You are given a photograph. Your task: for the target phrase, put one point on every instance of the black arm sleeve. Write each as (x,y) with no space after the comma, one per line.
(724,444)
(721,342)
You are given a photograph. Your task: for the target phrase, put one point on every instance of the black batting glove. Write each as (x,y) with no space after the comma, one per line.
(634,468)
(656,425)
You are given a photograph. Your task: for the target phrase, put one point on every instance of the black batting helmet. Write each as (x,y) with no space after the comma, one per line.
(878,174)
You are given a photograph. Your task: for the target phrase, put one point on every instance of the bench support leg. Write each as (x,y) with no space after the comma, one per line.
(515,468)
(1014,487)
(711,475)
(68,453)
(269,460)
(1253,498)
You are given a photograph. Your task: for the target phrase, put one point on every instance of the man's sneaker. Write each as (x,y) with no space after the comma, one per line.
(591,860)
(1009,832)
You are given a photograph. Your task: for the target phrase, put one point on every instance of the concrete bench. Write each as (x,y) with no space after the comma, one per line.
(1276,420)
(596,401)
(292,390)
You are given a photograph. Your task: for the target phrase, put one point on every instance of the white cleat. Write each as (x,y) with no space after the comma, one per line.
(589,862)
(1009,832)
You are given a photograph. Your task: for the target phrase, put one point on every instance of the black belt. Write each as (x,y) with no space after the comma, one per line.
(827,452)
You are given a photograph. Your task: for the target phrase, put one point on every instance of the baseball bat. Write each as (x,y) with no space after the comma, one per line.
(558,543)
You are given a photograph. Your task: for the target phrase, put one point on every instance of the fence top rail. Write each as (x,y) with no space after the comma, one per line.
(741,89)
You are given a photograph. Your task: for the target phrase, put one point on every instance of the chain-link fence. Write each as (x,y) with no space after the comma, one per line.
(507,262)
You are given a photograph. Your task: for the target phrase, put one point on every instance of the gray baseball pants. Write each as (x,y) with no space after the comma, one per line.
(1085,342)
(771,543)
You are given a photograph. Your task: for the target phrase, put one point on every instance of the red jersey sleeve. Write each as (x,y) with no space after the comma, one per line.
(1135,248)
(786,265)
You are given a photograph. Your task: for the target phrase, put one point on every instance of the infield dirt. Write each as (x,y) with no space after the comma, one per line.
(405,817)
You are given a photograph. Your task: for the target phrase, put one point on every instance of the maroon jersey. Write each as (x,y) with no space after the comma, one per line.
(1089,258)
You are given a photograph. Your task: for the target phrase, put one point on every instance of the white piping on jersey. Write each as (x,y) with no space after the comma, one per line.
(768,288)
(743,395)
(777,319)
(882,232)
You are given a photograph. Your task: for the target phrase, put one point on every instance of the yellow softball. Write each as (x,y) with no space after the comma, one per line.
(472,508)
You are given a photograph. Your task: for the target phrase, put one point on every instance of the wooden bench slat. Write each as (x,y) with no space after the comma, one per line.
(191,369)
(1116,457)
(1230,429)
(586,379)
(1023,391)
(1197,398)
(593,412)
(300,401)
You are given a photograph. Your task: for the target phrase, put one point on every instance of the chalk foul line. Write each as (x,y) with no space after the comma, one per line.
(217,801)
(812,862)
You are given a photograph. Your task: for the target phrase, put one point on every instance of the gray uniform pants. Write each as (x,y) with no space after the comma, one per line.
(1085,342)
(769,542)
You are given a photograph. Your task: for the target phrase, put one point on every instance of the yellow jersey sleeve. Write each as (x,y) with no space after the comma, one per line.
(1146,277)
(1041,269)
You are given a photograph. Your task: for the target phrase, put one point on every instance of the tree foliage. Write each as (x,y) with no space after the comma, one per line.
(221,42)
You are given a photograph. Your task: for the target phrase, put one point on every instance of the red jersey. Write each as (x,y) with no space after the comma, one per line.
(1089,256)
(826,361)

........

BRIEF: Put every line of the records above into a JSON list of strings, one string per line, leaving out any blank lines.

FULL OUTPUT:
[
  "You are given a photograph. Your task: for the target phrase, put one point on every instance of the black arm sleeve. Write each as (x,y) with no space after the comma, one per line.",
  "(724,444)",
  "(721,342)",
  "You are given a photograph. Your task: for the target phrase, put one point on every instance of the black batting glove. Write each as (x,y) with no space after the comma, one per line.",
  "(634,468)",
  "(656,425)",
  "You are given a photograph. Your task: for the target phrase, put one point on every instance of the black batting helmet. Write each as (x,y) with no space after the comma, one per line.",
  "(878,174)",
  "You are given a photograph. Your task: for the target phrase, put one point on every instance of the bench support leg. Write each as (x,y) with no space after the comma, one per line.",
  "(515,468)",
  "(1014,487)",
  "(711,475)",
  "(68,453)",
  "(269,460)",
  "(1253,498)",
  "You are given a photograph. Your task: for the target phrase, put one point on every instance of the man's sneaker. Write each as (x,y) with no space after the comma, one per line.",
  "(591,860)",
  "(1009,832)",
  "You are given a photograph. Your task: for the target phrase, put one point on every instance of the concrete bench. Write each as (x,y) with no space after the comma, one per line.",
  "(1276,420)",
  "(596,401)",
  "(292,390)",
  "You are given a photograph. Your task: for the target phrase, put one point on every instance of the white cleat. Write each as (x,y) with no space after the comma, one per line.",
  "(589,862)",
  "(1009,832)",
  "You are given a photograph. Your task: for the target phrase, put one point on every instance of the black belt. Write each as (x,y) with no space after the comma, one per line.",
  "(827,452)",
  "You are given a photograph. Your task: for the target phrase, put one point on every instance of the baseball bat. Write each as (x,y) with no space after the comma, one per line.",
  "(558,543)",
  "You are given a photograph. Your task: for the target phrase, put one point on every instance of the fence top rail. Write each as (x,y) with no space after the comma, one per line.",
  "(741,89)",
  "You are given a photograph. Your task: for the target phrase, put one point on every instance of the chain-link fence. Write each as (x,y) with no space after the comma, one per line.",
  "(507,262)",
  "You are given a photograph. Your task: for the target phrase, put one point on every instance of the gray baseball pants. Write each as (x,y) with no space after the comma, one per line.",
  "(1085,342)",
  "(771,543)",
  "You are given a photograph. Your task: for the target phrase, put one point on every instance of the red jersey sleeve. Write each as (x,y) with no space after the comma, one per line.",
  "(1135,248)",
  "(786,265)",
  "You are given a photograph. Your task: for the target phrase, put one point on every instance of the infield dirt. Write each as (x,y) with no space after the comma, one per line.",
  "(405,817)",
  "You are given a photograph. Your task: for the target phrase, put one point on every instance of the maroon jersey. Write each as (x,y) with no space after the comma, one per line.",
  "(1089,258)",
  "You are given a photograph. Your task: for the target phrase, put one point on every instance of the white piping on jersey. Write each as (x,y) with no space after the comma, one per line.",
  "(768,288)",
  "(743,395)",
  "(777,319)",
  "(882,232)",
  "You are given a photograph. Your task: for the target phrase, put one point on every instance of the yellow softball. Write each as (x,y) with no space after the comma, one per line.",
  "(472,508)",
  "You are given a photograph. Your task: for the target phrase, put one point on every instance of the wooden bench slat. Write each as (x,y) with no space after the comma, one per line.",
  "(191,369)",
  "(1116,457)",
  "(1230,429)",
  "(586,379)",
  "(1023,391)",
  "(1197,398)",
  "(593,412)",
  "(300,401)",
  "You are given a photograph. Your task: for the target phrase, put one point on every instance of the chalk foul line. Write each as (x,y) with no space after the comma, one per line.",
  "(217,801)",
  "(812,862)",
  "You are given a photograph. Your task: for the target phrase, put one point on every instance of the gray uniform pants. Write each as (x,y) with no space after the comma, one per line.",
  "(1085,342)",
  "(769,542)",
  "You are given a photograph. Your task: for the target phrase, put one point on every instance of the yellow jersey sleeve. Write each as (x,y) with no space after the comma, one per line.",
  "(1146,277)",
  "(1041,269)",
  "You are given a photograph. Your task: for the target phrase, put one point on every instance of the tree foliage. Write each as (x,y) with no space after the comma, one per line.",
  "(221,42)",
  "You are given a photograph. Your task: for the target phrase, put one point on every instance of the red jersey. Write each as (x,y) with no space after the comma, one per line.",
  "(1089,256)",
  "(826,361)"
]